• EXERCISE DIRECTIONS: From the line that includes "Exercise. Point to the boy's bare" to the last line of the data, quote each line precisely; both boundary lines belong in the answer.

• DATA FOR THIS TASK:
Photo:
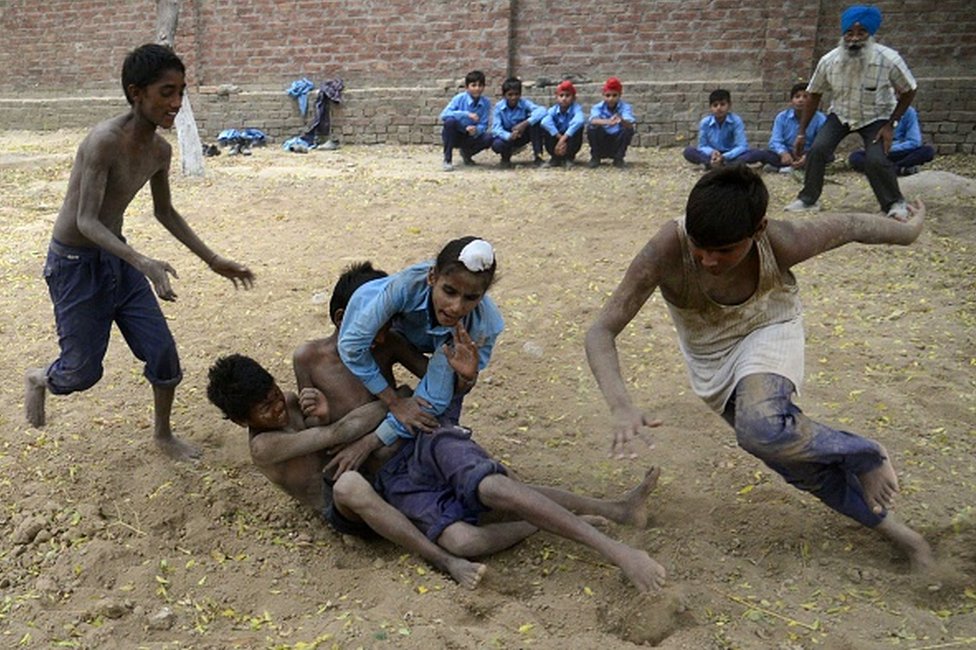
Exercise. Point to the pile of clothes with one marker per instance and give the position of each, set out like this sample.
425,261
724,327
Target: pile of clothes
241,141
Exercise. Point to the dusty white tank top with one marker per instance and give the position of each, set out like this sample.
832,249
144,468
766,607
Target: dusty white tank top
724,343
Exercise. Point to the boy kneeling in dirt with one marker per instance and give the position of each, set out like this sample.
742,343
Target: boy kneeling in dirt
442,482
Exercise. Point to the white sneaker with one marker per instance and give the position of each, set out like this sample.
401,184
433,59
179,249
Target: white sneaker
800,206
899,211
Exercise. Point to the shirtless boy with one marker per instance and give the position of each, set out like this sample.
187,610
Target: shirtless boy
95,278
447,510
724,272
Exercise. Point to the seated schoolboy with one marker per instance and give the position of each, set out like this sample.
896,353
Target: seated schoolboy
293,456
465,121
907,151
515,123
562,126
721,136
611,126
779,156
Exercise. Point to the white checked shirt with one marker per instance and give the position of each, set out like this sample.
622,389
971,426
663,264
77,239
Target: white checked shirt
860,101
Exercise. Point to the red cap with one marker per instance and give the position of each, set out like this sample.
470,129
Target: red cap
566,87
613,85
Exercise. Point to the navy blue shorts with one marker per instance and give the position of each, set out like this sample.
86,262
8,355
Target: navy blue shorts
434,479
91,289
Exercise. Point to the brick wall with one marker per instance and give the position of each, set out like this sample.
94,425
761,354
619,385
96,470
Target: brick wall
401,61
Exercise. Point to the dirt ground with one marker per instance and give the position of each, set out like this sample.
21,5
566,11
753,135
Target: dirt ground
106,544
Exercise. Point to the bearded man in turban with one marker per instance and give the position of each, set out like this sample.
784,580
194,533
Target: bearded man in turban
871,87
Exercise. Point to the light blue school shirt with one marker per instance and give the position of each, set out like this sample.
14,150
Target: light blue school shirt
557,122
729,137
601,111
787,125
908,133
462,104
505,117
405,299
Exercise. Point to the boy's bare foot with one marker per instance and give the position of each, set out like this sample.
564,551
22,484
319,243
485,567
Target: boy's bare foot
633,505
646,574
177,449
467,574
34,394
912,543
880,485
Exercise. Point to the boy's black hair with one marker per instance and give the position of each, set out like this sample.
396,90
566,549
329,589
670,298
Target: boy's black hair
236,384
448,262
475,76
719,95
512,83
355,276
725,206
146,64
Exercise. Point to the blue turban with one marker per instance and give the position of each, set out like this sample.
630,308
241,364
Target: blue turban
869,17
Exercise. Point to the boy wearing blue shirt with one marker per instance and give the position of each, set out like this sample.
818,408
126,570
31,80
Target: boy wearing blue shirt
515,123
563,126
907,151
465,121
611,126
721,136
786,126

• THE SOLUTION:
Exercise. Point to the boy's bare foot with one marker per instance and give the position of each, set out like this sample.
564,551
22,484
319,243
485,567
Target: boy's bare foot
633,505
646,574
177,449
467,574
34,394
912,543
880,485
Exercise. Point to the boy's black hair with one marker per instance and give the position of each, set out like this sample.
396,90
566,549
329,589
670,298
Target: boy's black hair
236,384
448,262
475,76
719,95
512,83
355,276
725,206
146,64
Exercise. Point to the blue turban with one marker per instance and give the position of each, set out like this sample.
630,308
241,364
Target: blue turban
869,17
Exercise. Point to the boy wearing blue shirt with one marker per instance and give the position of each, set out like this sample.
818,408
126,570
31,80
Target: boy wearing blue shirt
515,123
563,126
907,151
465,121
611,126
721,136
786,126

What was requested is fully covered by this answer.